- _Goal_:
Pull out every row below that contains the word "head", and treat uppercase and lowercase letters as different.

- _Entries supplied_:
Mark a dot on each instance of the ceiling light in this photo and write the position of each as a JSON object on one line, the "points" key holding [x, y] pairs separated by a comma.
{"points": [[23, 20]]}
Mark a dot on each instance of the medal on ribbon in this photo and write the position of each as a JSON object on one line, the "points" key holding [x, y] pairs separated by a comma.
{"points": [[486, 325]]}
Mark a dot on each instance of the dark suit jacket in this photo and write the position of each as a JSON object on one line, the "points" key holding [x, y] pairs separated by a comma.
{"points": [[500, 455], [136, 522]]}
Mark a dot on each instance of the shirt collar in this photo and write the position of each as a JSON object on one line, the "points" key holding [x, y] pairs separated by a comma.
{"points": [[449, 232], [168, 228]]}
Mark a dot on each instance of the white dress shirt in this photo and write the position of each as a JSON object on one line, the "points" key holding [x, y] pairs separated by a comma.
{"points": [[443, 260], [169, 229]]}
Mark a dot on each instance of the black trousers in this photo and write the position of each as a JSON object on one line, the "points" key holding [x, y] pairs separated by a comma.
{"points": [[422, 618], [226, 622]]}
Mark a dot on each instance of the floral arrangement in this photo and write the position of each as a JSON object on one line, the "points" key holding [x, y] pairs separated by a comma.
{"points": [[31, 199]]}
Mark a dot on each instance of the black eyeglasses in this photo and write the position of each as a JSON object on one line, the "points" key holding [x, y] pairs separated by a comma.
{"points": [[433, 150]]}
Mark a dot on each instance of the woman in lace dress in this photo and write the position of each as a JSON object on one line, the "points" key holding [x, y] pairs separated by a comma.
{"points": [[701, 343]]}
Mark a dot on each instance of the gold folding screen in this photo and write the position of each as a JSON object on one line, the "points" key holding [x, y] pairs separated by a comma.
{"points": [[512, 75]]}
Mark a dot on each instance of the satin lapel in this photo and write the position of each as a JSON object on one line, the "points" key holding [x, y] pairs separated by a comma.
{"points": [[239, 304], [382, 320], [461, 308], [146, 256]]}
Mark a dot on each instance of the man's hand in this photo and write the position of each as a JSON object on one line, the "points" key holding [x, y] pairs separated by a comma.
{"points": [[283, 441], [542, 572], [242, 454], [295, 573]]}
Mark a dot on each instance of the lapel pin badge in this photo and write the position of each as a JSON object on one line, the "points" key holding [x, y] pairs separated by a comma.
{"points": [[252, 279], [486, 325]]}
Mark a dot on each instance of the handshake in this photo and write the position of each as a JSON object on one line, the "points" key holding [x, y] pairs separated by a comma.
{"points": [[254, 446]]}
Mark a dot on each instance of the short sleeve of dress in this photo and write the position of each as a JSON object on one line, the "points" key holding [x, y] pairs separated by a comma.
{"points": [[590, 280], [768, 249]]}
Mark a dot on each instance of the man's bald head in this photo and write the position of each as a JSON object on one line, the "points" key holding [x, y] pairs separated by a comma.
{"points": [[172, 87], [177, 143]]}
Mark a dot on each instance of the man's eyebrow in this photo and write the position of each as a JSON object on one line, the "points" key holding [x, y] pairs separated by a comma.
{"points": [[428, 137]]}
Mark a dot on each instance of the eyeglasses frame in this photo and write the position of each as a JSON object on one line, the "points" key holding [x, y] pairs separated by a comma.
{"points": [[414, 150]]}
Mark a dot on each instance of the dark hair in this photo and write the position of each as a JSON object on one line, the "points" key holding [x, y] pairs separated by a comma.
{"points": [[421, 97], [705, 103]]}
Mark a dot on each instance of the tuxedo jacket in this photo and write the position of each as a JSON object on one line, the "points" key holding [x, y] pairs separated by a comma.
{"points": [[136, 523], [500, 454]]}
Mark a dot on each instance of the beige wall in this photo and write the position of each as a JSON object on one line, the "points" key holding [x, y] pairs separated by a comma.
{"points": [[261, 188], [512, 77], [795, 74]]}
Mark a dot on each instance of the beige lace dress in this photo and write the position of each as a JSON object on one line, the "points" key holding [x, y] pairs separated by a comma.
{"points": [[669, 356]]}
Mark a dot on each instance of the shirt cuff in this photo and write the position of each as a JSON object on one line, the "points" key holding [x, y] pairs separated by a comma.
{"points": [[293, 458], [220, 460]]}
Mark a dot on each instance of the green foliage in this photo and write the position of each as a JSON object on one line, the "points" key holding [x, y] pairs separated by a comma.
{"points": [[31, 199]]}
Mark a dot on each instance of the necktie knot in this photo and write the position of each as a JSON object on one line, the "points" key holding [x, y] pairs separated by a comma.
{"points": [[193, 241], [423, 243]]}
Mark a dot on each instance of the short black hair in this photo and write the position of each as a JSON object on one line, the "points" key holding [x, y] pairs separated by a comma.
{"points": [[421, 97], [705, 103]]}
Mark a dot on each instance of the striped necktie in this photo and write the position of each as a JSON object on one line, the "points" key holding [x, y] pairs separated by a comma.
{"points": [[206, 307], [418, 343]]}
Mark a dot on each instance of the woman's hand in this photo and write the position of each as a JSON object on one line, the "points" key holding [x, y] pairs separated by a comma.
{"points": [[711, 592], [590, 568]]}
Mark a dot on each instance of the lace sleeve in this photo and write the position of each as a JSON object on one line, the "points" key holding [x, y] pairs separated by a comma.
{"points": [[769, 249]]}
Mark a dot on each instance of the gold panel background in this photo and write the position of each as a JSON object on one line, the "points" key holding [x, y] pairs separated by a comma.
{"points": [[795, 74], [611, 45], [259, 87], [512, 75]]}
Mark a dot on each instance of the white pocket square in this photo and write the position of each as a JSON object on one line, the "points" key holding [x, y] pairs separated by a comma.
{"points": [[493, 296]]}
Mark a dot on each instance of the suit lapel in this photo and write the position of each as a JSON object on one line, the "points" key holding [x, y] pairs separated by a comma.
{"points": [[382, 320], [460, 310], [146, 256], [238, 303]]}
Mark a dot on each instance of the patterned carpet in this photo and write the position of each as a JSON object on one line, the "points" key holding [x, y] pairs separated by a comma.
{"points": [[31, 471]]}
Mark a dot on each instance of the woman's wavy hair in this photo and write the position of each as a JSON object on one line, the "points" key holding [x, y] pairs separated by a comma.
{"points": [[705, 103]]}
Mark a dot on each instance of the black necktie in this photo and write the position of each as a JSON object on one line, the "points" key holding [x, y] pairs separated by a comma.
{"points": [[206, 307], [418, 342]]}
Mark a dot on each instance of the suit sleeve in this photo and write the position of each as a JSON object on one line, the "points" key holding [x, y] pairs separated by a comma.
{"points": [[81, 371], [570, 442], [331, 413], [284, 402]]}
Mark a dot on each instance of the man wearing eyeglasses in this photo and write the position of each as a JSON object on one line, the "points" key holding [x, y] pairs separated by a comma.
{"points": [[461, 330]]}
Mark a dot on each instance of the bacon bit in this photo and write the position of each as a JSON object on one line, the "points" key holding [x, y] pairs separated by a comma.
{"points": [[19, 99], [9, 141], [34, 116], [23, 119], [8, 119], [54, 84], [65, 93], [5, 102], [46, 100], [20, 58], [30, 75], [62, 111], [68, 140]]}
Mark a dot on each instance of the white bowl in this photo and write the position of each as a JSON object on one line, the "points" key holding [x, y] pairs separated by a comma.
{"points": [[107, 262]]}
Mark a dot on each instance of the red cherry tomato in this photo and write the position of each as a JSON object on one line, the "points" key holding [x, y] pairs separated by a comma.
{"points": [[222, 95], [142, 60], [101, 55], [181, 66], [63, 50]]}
--
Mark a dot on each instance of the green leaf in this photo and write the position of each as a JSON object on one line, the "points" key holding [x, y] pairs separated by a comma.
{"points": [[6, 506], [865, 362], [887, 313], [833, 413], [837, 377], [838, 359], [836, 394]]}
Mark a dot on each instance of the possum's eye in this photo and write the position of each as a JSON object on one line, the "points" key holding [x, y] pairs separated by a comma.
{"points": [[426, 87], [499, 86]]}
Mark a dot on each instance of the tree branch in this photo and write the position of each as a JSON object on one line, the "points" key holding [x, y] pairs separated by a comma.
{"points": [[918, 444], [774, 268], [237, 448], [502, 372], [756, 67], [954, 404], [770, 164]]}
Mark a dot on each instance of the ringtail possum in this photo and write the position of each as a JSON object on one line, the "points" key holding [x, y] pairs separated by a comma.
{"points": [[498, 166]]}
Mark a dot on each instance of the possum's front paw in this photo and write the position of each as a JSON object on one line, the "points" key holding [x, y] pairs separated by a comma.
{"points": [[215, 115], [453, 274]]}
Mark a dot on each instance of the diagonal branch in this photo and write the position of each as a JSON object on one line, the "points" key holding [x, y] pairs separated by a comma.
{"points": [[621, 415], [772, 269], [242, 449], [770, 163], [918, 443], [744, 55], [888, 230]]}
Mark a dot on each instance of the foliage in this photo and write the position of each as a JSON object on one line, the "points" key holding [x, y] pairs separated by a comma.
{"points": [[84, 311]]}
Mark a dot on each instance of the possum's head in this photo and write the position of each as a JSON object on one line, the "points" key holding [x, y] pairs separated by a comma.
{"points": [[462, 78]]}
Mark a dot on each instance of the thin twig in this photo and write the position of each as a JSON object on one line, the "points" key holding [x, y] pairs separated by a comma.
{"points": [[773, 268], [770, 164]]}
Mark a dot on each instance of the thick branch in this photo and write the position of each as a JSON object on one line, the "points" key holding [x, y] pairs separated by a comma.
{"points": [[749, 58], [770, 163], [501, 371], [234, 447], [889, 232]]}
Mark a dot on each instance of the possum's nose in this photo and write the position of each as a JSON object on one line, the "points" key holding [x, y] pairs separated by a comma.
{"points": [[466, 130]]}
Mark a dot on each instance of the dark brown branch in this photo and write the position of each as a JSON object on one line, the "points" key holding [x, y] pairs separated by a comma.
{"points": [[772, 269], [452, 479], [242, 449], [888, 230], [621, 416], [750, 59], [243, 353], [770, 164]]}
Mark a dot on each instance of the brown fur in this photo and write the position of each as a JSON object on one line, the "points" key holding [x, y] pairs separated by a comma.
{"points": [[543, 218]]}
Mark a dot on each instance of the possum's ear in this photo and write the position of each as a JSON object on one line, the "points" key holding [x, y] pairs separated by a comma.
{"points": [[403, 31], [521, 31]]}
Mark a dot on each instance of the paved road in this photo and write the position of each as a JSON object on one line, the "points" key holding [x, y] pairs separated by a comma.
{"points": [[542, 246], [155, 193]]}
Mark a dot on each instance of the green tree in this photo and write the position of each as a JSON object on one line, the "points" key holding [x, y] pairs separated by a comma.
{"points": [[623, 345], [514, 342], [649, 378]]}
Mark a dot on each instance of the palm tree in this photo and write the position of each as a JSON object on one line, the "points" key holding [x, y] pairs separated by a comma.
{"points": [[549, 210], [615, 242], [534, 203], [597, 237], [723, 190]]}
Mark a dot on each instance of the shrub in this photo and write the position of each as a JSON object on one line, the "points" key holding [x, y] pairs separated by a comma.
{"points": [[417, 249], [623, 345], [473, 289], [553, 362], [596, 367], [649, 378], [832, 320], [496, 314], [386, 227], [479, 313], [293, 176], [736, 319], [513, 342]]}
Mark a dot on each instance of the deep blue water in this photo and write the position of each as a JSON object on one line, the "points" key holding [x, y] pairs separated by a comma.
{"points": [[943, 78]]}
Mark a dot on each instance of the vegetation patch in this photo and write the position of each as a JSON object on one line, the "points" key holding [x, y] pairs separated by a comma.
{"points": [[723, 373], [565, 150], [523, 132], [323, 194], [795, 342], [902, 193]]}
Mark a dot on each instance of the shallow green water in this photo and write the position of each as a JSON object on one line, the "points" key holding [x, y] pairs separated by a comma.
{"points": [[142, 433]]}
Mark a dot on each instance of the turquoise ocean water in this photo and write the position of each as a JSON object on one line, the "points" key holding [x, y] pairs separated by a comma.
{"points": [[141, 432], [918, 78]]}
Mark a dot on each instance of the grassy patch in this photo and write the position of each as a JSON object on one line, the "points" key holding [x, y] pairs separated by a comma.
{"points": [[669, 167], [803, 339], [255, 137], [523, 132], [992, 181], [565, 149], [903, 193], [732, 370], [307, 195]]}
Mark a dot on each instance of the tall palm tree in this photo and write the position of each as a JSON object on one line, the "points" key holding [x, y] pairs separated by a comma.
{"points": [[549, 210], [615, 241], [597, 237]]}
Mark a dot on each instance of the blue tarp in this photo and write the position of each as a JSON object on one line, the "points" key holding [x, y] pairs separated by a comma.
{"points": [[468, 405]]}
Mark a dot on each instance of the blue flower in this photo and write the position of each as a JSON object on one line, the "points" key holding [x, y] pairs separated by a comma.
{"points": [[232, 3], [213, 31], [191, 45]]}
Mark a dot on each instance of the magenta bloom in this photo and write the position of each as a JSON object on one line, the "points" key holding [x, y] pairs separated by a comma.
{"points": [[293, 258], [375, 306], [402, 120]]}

- _Exercise output_:
Mark a dot on each instance of the man's bald head in this photo and write the position of each as a JSON object on one line, the "points" key holding [x, y] pairs separated by a comma.
Mark a dot on each instance of the possum's head in this photo and write the position of each as a JSON object on one line, the "points" key holding [x, y] pairs separated by a comma.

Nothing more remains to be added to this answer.